## SUPPLIED RECORDS:
+++
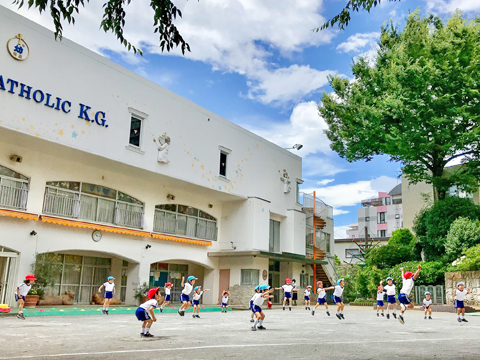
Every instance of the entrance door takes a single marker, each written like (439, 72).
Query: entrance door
(224, 283)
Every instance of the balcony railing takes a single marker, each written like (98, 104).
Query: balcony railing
(92, 209)
(13, 197)
(189, 227)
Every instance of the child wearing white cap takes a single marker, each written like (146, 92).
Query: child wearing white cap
(460, 293)
(109, 293)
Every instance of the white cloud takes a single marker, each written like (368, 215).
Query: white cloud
(238, 36)
(325, 182)
(358, 42)
(305, 127)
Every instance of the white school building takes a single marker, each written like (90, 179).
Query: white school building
(116, 175)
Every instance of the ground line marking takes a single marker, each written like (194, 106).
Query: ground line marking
(224, 346)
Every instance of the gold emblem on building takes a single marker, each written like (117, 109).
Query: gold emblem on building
(18, 48)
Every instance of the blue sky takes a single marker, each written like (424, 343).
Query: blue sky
(259, 65)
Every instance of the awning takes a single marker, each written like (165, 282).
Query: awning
(18, 214)
(181, 239)
(86, 225)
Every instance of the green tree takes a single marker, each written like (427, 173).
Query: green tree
(463, 234)
(419, 103)
(432, 224)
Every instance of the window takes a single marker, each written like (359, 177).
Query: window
(274, 241)
(92, 202)
(349, 253)
(250, 277)
(381, 218)
(184, 220)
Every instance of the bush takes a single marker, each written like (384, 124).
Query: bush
(400, 248)
(432, 224)
(463, 234)
(470, 261)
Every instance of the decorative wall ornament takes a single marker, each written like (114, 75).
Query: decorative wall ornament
(286, 180)
(163, 145)
(18, 48)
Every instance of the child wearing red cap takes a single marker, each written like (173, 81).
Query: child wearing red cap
(22, 291)
(166, 299)
(145, 311)
(408, 282)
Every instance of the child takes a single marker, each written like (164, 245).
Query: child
(166, 299)
(427, 305)
(257, 310)
(109, 292)
(196, 300)
(251, 302)
(287, 289)
(306, 297)
(391, 291)
(408, 282)
(337, 298)
(185, 296)
(380, 298)
(145, 311)
(460, 293)
(322, 297)
(22, 291)
(225, 296)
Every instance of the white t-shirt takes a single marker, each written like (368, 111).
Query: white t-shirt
(427, 303)
(460, 295)
(152, 302)
(338, 292)
(407, 286)
(321, 293)
(23, 289)
(196, 296)
(108, 286)
(258, 299)
(187, 288)
(390, 289)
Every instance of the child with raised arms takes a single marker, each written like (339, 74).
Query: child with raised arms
(408, 283)
(197, 293)
(109, 293)
(185, 295)
(21, 292)
(167, 297)
(322, 297)
(460, 293)
(145, 312)
(257, 307)
(391, 291)
(427, 305)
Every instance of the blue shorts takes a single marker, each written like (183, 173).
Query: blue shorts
(256, 309)
(322, 301)
(403, 298)
(391, 299)
(142, 314)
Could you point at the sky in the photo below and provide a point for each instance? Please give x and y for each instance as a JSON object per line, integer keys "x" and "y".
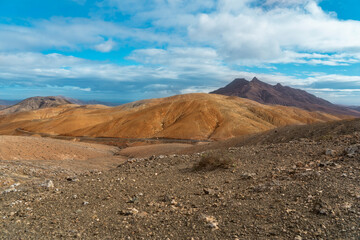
{"x": 126, "y": 50}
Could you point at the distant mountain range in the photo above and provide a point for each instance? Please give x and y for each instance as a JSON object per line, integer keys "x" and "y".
{"x": 281, "y": 95}
{"x": 190, "y": 116}
{"x": 357, "y": 108}
{"x": 34, "y": 103}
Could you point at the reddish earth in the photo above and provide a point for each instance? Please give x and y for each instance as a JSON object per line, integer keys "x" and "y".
{"x": 190, "y": 116}
{"x": 281, "y": 95}
{"x": 298, "y": 183}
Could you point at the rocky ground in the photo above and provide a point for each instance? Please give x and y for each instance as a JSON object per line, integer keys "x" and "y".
{"x": 307, "y": 188}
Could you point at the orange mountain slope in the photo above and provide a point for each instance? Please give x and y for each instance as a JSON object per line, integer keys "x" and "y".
{"x": 189, "y": 116}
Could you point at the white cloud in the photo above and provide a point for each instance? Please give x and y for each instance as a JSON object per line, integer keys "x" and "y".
{"x": 72, "y": 33}
{"x": 252, "y": 35}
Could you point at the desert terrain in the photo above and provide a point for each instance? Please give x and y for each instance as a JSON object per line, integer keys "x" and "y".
{"x": 302, "y": 184}
{"x": 194, "y": 166}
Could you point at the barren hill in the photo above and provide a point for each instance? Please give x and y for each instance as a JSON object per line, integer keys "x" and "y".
{"x": 281, "y": 95}
{"x": 190, "y": 116}
{"x": 35, "y": 103}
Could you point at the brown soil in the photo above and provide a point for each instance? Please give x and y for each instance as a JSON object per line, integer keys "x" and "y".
{"x": 189, "y": 116}
{"x": 285, "y": 189}
{"x": 154, "y": 149}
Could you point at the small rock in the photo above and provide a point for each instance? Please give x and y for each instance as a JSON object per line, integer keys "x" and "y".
{"x": 247, "y": 176}
{"x": 210, "y": 221}
{"x": 129, "y": 211}
{"x": 48, "y": 184}
{"x": 330, "y": 152}
{"x": 72, "y": 179}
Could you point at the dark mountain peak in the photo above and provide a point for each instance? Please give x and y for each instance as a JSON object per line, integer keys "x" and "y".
{"x": 281, "y": 95}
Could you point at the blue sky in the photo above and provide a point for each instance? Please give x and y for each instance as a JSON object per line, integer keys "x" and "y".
{"x": 125, "y": 50}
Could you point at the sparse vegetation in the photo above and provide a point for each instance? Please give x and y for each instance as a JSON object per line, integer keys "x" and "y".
{"x": 214, "y": 160}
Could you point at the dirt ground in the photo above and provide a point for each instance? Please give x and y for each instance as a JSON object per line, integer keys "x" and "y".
{"x": 306, "y": 188}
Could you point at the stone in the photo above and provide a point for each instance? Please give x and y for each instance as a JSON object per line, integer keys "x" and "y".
{"x": 48, "y": 184}
{"x": 330, "y": 152}
{"x": 209, "y": 191}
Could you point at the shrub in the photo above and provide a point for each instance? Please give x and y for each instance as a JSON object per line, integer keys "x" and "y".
{"x": 214, "y": 160}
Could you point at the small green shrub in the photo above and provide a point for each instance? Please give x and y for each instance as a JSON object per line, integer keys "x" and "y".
{"x": 214, "y": 160}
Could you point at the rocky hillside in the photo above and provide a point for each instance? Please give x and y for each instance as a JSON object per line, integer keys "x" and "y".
{"x": 190, "y": 116}
{"x": 35, "y": 103}
{"x": 281, "y": 95}
{"x": 300, "y": 189}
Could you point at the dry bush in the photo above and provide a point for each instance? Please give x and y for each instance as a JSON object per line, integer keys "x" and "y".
{"x": 214, "y": 160}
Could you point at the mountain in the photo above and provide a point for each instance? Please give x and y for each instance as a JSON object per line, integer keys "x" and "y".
{"x": 281, "y": 95}
{"x": 8, "y": 102}
{"x": 87, "y": 102}
{"x": 34, "y": 103}
{"x": 189, "y": 116}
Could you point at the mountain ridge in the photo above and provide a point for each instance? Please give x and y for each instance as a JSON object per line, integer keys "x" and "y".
{"x": 35, "y": 103}
{"x": 191, "y": 116}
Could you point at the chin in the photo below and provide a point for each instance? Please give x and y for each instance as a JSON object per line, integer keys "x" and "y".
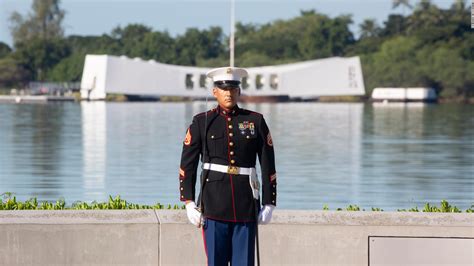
{"x": 229, "y": 105}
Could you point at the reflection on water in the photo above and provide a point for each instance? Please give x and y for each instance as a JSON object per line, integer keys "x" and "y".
{"x": 389, "y": 156}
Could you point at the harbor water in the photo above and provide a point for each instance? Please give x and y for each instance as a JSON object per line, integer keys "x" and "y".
{"x": 390, "y": 156}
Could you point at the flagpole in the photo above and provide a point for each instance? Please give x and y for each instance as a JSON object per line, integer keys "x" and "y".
{"x": 232, "y": 26}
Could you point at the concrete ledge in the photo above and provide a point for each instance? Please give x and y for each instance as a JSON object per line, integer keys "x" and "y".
{"x": 164, "y": 237}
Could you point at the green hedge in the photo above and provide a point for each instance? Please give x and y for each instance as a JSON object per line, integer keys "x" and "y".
{"x": 10, "y": 202}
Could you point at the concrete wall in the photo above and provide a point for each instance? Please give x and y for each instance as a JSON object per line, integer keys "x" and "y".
{"x": 147, "y": 237}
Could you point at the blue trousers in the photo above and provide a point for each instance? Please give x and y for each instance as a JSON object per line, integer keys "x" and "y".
{"x": 226, "y": 242}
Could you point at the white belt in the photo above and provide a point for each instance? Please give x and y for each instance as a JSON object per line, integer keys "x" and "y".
{"x": 233, "y": 170}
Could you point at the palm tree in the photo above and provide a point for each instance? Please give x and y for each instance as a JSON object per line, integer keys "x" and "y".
{"x": 403, "y": 3}
{"x": 369, "y": 28}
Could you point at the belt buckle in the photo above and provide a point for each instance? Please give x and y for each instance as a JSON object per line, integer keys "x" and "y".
{"x": 233, "y": 170}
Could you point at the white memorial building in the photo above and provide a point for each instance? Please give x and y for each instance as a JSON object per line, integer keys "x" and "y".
{"x": 334, "y": 76}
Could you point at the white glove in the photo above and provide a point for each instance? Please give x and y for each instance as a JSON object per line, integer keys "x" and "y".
{"x": 265, "y": 214}
{"x": 194, "y": 216}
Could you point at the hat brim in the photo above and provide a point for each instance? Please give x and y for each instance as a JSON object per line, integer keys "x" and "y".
{"x": 224, "y": 84}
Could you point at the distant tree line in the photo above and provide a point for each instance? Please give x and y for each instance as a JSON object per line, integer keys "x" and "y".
{"x": 427, "y": 47}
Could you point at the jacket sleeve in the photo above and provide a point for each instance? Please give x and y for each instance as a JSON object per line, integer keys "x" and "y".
{"x": 266, "y": 157}
{"x": 189, "y": 162}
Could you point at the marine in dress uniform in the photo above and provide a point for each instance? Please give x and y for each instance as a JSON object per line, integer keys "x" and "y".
{"x": 228, "y": 140}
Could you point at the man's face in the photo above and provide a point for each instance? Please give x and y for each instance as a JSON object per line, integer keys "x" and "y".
{"x": 226, "y": 97}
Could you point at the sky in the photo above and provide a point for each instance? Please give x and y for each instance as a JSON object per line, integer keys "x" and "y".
{"x": 95, "y": 17}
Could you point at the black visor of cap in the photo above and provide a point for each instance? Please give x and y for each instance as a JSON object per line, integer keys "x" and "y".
{"x": 222, "y": 84}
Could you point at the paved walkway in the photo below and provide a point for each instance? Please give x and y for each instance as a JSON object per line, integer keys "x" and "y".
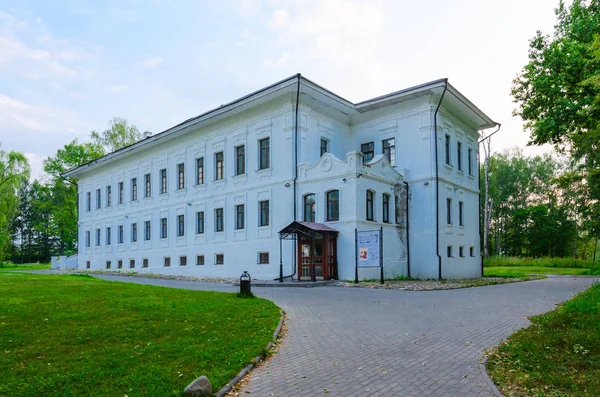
{"x": 358, "y": 342}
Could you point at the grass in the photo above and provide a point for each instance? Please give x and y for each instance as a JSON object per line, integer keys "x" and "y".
{"x": 558, "y": 355}
{"x": 24, "y": 266}
{"x": 73, "y": 335}
{"x": 502, "y": 266}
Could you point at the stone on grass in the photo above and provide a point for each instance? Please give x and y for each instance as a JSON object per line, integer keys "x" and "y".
{"x": 199, "y": 388}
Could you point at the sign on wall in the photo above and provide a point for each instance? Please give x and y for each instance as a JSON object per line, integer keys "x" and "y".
{"x": 368, "y": 248}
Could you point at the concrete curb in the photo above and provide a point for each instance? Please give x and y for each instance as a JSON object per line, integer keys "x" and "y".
{"x": 227, "y": 388}
{"x": 487, "y": 378}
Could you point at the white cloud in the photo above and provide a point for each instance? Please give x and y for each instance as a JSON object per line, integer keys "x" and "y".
{"x": 151, "y": 62}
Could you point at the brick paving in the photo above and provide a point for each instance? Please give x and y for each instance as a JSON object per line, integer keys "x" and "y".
{"x": 359, "y": 342}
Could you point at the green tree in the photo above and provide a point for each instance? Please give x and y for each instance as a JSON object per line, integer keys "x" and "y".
{"x": 119, "y": 134}
{"x": 61, "y": 197}
{"x": 14, "y": 168}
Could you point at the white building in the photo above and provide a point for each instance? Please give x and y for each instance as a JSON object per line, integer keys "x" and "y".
{"x": 208, "y": 197}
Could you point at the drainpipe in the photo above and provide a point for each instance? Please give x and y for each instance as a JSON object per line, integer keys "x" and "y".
+++
Return, unchanged, each line from the line containing "Could you point at the stone on" through the last line of the material.

Could you point at the stone on grass in the photo above and provide a point for each instance? Please give x and y for each instance as a JSON object per line, integer keys "x" and "y".
{"x": 199, "y": 388}
Could you point at the sign on wall in the photo above and provide a point for each instance? Please give x and y for each instance as a JSON object per line, integer keys "x" and "y".
{"x": 368, "y": 248}
Could you point at the concrete curb in the photo above and provide a point for each instance? Please give x and y for each instance as a JSON object per line, integer keys "x" and "y".
{"x": 227, "y": 388}
{"x": 487, "y": 378}
Could you point at the white cloud in the photo above and provide a point for each instance? Please give x and y for each instance as a JSON object per line, integer keys "x" and "y".
{"x": 151, "y": 62}
Could you point at the brick paving in the photo above and provide a point for each instance? Please give x and y for each instance as a JSON object per line, integer keys "x" and "y".
{"x": 359, "y": 342}
Could you point at the green tree in the photo above and provide a point for each instance? Please give x and y for each instance as a JSON object per line, integer keys "x" and "y".
{"x": 119, "y": 134}
{"x": 61, "y": 197}
{"x": 14, "y": 168}
Could you point at the white building in the photo above and provide a point for each instance? Please give x and y for each instance as a JSON object per line, integer keys "x" and "y".
{"x": 208, "y": 197}
Could you point at the drainpipe in the photo above and provide a point for each instance? Please give x and y for each instance as a JSON object per line, integer keys "x" and "y".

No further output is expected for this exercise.